# What to do
Repeat the listing in full, preserving every character.

# Data supplied
— START —

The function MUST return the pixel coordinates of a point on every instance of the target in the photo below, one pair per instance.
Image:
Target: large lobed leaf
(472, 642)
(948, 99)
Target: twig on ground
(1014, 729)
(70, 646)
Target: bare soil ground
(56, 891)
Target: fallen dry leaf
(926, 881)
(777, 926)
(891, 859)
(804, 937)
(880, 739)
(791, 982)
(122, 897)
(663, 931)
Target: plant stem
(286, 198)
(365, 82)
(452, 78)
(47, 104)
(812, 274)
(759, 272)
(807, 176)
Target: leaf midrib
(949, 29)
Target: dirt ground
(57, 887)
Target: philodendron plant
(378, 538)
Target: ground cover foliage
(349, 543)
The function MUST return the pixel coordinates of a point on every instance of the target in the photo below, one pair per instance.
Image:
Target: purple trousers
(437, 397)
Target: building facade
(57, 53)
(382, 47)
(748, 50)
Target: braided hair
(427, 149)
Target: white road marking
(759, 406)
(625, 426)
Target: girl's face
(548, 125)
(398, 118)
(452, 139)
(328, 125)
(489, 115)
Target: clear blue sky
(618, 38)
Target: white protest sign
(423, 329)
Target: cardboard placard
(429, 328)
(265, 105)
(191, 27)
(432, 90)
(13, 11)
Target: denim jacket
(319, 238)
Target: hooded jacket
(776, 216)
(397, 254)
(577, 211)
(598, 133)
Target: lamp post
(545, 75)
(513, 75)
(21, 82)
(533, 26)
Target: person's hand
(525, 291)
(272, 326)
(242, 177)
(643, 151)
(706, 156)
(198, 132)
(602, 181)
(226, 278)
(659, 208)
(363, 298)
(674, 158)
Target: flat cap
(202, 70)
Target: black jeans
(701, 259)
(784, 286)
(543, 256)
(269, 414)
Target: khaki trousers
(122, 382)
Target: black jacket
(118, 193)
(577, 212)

— END —

# Solution to this problem
The function MUST return the pixel coordinates of a point on every instance of the target in the photo below, one pair per instance.
Image:
Target: large lobed leaf
(472, 642)
(948, 99)
Target: twig on ground
(1014, 729)
(70, 646)
Target: bare soil ground
(56, 891)
Target: fallen dry leaf
(926, 881)
(777, 926)
(891, 859)
(804, 937)
(880, 739)
(791, 982)
(122, 897)
(663, 931)
Target: plant stem
(286, 198)
(365, 82)
(452, 78)
(47, 104)
(812, 274)
(759, 272)
(807, 176)
Target: leaf midrib
(949, 29)
Target: dirt ground
(57, 887)
Target: philodendron plant
(378, 538)
Target: ground cover foliage
(349, 543)
The function MUST return the pixel coordinates of a point on every instance of the target in the photo below, one pair per instance.
Image:
Target: purple trousers
(437, 397)
Target: building facade
(57, 53)
(382, 47)
(748, 50)
Target: braided hair
(427, 149)
Target: white road marking
(759, 406)
(625, 426)
Target: girl's face
(548, 125)
(398, 118)
(452, 139)
(328, 125)
(489, 115)
Target: clear blue sky
(618, 38)
Target: white protest sign
(423, 329)
Target: cardboard placard
(429, 328)
(265, 105)
(191, 27)
(432, 90)
(13, 11)
Target: denim jacket
(319, 238)
Target: hooded jacket
(776, 216)
(397, 254)
(577, 211)
(598, 133)
Target: lamp post
(545, 75)
(513, 75)
(21, 82)
(533, 26)
Target: person's hand
(525, 291)
(272, 326)
(242, 177)
(643, 151)
(706, 156)
(198, 132)
(602, 181)
(226, 278)
(659, 208)
(363, 298)
(674, 158)
Target: flat cap
(202, 70)
Target: black jeans
(701, 259)
(784, 286)
(543, 256)
(269, 414)
Target: khaki trousers
(122, 382)
Target: black jacket
(118, 193)
(577, 212)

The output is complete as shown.